▶ [Do this]: Present every line of the data below as a Markdown table with the columns "Row" and "Line", numbering the rows in order and leaving out blank lines.

[Stored data]
⁂

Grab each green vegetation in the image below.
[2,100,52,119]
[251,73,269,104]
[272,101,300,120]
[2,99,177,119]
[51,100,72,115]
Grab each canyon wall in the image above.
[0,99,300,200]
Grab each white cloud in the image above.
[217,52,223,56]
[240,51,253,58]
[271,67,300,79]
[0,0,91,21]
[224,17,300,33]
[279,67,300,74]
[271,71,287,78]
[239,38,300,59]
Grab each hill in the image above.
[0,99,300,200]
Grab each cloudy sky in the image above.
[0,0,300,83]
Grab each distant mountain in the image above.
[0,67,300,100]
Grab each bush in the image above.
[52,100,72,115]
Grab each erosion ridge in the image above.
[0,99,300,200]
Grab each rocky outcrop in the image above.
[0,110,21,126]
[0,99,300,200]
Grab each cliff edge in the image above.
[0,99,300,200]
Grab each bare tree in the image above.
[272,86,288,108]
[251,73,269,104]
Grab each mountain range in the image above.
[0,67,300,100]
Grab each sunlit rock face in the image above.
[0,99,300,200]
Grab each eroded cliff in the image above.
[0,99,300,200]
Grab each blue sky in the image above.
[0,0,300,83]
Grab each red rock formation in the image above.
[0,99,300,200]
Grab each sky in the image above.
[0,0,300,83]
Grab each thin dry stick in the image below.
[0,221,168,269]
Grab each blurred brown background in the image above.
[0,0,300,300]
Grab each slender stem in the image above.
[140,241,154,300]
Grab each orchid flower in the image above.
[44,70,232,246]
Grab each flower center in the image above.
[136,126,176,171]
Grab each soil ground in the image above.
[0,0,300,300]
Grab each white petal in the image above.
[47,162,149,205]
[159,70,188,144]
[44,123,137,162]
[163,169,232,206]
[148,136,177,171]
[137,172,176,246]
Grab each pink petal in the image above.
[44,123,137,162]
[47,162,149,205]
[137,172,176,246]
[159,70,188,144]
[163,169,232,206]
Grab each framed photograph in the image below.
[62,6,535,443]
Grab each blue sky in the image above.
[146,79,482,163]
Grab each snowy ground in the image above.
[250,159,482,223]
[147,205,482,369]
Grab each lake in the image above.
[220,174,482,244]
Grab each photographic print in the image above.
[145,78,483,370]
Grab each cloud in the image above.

⁂

▶ [Response to this exercise]:
| Row | Line |
|---|---|
| 1 | Grab each green vegetation in the image below. |
| 2 | [2,100,52,119] |
| 3 | [251,73,269,104] |
| 4 | [272,101,300,120] |
| 5 | [2,99,177,119] |
| 6 | [51,100,72,115] |
| 7 | Grab each canyon wall in the image above. |
| 8 | [0,99,300,200] |
| 9 | Grab each white cloud in the image above. |
| 10 | [217,52,223,56] |
| 11 | [240,51,253,58] |
| 12 | [271,67,300,79] |
| 13 | [0,0,91,21] |
| 14 | [224,17,300,33] |
| 15 | [279,67,300,74] |
| 16 | [271,71,287,78] |
| 17 | [239,38,300,59] |
| 18 | Grab each hill in the image above. |
| 19 | [0,99,300,200] |
| 20 | Grab each cloudy sky in the image above. |
| 21 | [0,0,300,83] |
| 22 | Grab each distant mountain in the image above. |
| 23 | [0,67,300,100] |
| 24 | Grab each bush in the image above. |
| 25 | [52,100,72,115] |
| 26 | Grab each erosion ridge in the image above. |
| 27 | [0,99,300,200] |
| 28 | Grab each rocky outcrop in the image above. |
| 29 | [0,110,21,126] |
| 30 | [0,99,300,200] |
| 31 | Grab each cliff edge in the image above. |
| 32 | [0,99,300,200] |
| 33 | Grab each bare tree in the image above. |
| 34 | [272,86,288,108] |
| 35 | [251,73,269,104] |
| 36 | Grab each mountain range in the image above. |
| 37 | [0,67,300,100] |
| 38 | Grab each sunlit rock face in the image above. |
| 39 | [0,99,300,200] |
| 40 | Grab each eroded cliff in the image above. |
| 41 | [0,99,300,200] |
| 42 | Grab each blue sky in the image above. |
| 43 | [0,0,300,83] |
| 44 | Grab each red rock formation in the image above. |
| 45 | [0,99,300,200] |
| 46 | Grab each sky in the image above. |
| 47 | [0,0,300,83] |
| 48 | Grab each thin dry stick in the image below. |
| 49 | [0,221,168,269] |
| 50 | Grab each blurred brown background in the image above. |
| 51 | [0,0,300,300] |
| 52 | Grab each slender stem in the image above. |
| 53 | [140,241,154,300] |
| 54 | Grab each orchid flower in the image above. |
| 55 | [44,70,232,246] |
| 56 | Grab each flower center in the image above. |
| 57 | [136,126,176,171] |
| 58 | Grab each soil ground in the image above. |
| 59 | [0,0,300,300] |
| 60 | Grab each white petal in the image above. |
| 61 | [47,162,149,205] |
| 62 | [159,70,188,144] |
| 63 | [44,123,137,162] |
| 64 | [163,169,232,206] |
| 65 | [148,136,177,171] |
| 66 | [137,172,176,246] |
| 67 | Grab each pink petal in the image above. |
| 68 | [44,123,137,162] |
| 69 | [47,162,149,205] |
| 70 | [137,172,176,246] |
| 71 | [159,70,188,144] |
| 72 | [163,169,232,206] |
| 73 | Grab each framed photograph in the image below. |
| 74 | [62,6,535,443] |
| 75 | Grab each blue sky in the image above. |
| 76 | [146,79,482,163] |
| 77 | Grab each snowy ground in the image above. |
| 78 | [250,159,482,223] |
| 79 | [147,205,482,369] |
| 80 | Grab each lake in the image above. |
| 81 | [220,174,482,244] |
| 82 | Grab each photographic print in the image above. |
| 83 | [145,78,483,370] |
| 84 | Grab each cloud in the image above. |